**REQUIRED WORK**
Answer these questions using the documentation on deterministic inference:
(a) According to the documentation, which two factors can make standard LLM inference produce different outputs even with `temperature=0`?
(b) What does the documentation name as the main source of non-determinism?
(c) Whose batch-invariant operators does SGLang's solution build on?

Hanrui / sglang /docs /advanced_features /deterministic_inference.md

Add files using upload-large-folder tool

a227c91 verified 27 days ago

5.66 kB

	# Deterministic Inference

	## Why Deterministic Inference Matters

	Deterministic inference ensures consistent LLM outputs across runs, which is critical for:
	- Reinforcement Learning: Ensures consistent logprobs across runs, reducing stochastic noise and making RL training more stable, reproducible, and debuggable.
	- Testing & Debugging: Enables reproducible validation
	- Production: Improves reliability and user experience

	Even with `temperature=0`, standard LLM inference can produce different outputs due to dynamic batching and varying reduction orders in GPU kernels.

	## The Root Cause of Non-Determinism

	The main source is varying batch sizes. Different batch sizes cause GPU kernels to split reduction operations differently, leading to different addition orders. Due to floating-point non-associativity (`(a + b) + c ≠ a + (b + c)`), this produces different results even for identical inputs.


	## SGLang's Solution

	Building on [Thinking Machines Lab's batch-invariant operators](https://github.com/thinking-machines-lab/batch_invariant_ops), SGLang achieves fully deterministic inference while maintaining compatibility with chunked prefill, CUDA graphs, radix cache, and non-greedy sampling. The development roadmap for deterministic inference features can be found in this [issue](https://github.com/sgl-project/sglang/issues/10278).

**INFORMATION**
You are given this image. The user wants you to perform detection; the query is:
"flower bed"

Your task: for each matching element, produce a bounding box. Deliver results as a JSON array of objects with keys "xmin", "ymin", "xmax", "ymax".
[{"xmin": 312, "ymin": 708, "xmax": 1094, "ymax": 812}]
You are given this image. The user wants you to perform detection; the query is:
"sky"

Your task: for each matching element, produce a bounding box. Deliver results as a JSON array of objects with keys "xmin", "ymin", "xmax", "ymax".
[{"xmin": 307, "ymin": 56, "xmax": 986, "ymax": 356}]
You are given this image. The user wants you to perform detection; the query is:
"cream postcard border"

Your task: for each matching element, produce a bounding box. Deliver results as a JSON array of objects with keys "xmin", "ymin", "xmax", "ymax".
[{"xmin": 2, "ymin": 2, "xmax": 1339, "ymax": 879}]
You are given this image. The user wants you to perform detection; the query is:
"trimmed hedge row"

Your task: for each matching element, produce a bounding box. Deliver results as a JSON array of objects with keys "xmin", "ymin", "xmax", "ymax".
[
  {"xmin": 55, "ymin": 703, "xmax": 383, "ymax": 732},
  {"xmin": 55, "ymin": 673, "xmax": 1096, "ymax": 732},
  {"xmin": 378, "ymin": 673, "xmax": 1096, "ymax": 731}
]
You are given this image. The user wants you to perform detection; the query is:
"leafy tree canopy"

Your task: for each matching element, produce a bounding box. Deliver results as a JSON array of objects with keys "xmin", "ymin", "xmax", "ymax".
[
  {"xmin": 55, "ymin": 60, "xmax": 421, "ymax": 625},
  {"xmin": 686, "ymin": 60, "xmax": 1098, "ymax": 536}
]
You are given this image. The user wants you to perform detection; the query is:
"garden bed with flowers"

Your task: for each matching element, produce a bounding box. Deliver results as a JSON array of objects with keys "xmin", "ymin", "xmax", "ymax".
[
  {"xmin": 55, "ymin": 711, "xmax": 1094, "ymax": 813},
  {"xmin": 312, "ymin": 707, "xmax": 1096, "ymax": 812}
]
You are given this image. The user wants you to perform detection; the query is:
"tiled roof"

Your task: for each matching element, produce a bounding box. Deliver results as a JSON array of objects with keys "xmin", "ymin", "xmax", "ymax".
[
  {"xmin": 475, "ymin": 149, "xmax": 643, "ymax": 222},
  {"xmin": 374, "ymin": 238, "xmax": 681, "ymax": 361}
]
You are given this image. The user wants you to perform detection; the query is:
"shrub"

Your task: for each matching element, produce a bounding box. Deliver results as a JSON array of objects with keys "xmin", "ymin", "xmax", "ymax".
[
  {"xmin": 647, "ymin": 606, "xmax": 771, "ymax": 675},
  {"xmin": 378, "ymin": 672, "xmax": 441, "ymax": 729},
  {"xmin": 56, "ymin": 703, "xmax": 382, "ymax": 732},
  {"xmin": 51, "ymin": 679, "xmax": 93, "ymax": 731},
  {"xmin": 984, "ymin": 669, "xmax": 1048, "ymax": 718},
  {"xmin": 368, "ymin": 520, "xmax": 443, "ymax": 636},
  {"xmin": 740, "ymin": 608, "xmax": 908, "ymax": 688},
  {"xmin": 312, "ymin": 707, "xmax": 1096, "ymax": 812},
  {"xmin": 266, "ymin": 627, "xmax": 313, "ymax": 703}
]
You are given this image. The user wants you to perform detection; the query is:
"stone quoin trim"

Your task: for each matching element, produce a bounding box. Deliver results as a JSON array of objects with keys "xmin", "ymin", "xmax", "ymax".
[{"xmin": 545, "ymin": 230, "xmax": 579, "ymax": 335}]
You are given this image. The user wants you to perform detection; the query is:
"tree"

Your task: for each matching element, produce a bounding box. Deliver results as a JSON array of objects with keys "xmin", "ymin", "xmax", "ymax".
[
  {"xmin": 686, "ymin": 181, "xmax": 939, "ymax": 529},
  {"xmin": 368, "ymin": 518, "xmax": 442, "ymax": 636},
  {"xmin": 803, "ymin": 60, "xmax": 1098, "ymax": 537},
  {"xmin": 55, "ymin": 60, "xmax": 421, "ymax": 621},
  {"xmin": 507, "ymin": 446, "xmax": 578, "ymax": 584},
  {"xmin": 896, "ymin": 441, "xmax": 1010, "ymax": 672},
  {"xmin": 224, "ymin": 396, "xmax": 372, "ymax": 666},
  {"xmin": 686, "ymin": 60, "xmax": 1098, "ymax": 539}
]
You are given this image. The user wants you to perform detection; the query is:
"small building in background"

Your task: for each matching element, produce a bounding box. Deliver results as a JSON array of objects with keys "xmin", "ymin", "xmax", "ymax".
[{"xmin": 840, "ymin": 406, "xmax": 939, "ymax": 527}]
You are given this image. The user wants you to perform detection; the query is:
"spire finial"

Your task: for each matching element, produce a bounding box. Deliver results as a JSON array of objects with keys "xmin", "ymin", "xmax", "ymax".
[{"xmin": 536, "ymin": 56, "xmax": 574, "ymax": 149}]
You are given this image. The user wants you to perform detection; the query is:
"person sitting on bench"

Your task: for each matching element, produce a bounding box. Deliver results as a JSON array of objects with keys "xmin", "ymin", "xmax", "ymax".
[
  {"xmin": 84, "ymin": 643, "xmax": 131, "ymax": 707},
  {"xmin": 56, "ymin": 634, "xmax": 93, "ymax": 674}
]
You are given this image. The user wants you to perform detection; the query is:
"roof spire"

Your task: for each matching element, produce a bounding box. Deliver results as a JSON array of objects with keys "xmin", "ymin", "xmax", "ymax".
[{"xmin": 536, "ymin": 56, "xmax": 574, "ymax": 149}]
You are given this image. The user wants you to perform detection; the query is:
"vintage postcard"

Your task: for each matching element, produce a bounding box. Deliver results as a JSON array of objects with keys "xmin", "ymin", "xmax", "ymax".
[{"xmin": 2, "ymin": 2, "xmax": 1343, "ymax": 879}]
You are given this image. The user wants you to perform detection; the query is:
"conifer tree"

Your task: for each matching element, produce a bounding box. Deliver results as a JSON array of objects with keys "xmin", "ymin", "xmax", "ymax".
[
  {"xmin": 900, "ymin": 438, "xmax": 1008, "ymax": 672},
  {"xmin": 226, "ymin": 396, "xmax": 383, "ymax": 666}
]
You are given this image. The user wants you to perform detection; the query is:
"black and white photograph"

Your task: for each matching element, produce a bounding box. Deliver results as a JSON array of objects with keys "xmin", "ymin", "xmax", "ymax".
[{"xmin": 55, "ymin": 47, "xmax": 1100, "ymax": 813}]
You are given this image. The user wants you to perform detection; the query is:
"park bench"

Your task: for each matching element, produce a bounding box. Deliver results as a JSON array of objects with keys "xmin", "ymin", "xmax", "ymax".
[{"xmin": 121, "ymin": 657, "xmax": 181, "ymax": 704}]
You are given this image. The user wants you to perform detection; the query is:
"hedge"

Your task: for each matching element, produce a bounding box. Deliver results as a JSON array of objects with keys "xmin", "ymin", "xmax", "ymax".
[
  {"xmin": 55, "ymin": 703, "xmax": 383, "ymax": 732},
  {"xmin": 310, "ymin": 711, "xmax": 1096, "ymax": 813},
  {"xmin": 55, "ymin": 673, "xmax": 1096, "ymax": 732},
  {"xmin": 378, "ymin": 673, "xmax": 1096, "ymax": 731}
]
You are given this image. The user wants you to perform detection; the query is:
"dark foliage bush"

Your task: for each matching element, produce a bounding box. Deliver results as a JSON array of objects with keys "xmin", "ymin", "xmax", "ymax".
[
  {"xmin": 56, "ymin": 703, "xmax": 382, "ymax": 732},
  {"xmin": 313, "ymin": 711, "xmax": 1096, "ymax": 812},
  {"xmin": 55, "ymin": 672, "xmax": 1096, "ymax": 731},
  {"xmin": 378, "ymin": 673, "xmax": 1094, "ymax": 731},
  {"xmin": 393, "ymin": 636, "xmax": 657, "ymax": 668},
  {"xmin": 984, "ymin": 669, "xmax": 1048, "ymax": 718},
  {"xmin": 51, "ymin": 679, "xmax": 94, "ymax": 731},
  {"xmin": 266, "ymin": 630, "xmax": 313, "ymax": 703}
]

**EXERCISE ANSWER**
(a) Dynamic batching and varying reduction orders in GPU kernels.
(b) Varying batch sizes.
(c) Thinking Machines Lab's.